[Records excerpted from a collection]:
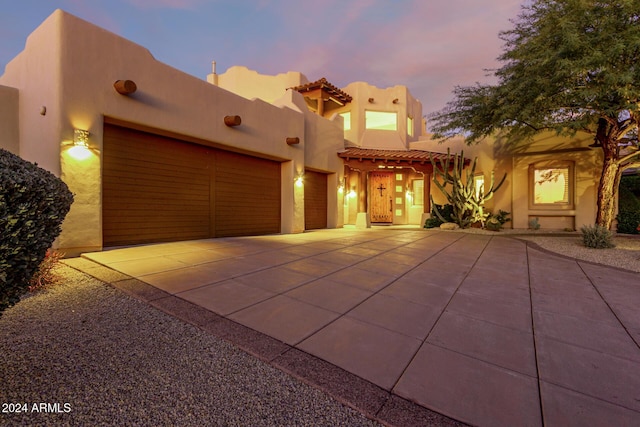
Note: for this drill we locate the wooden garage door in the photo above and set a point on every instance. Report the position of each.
(158, 189)
(247, 195)
(155, 189)
(315, 200)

[What you are asked to do]:
An exact copy of the records is required. Pictures do not belong in it.

[Response box]:
Note: for this drill we locate the wooden garage door in the photo above and set a point on every instance. Report the position of each.
(158, 189)
(247, 195)
(155, 189)
(315, 200)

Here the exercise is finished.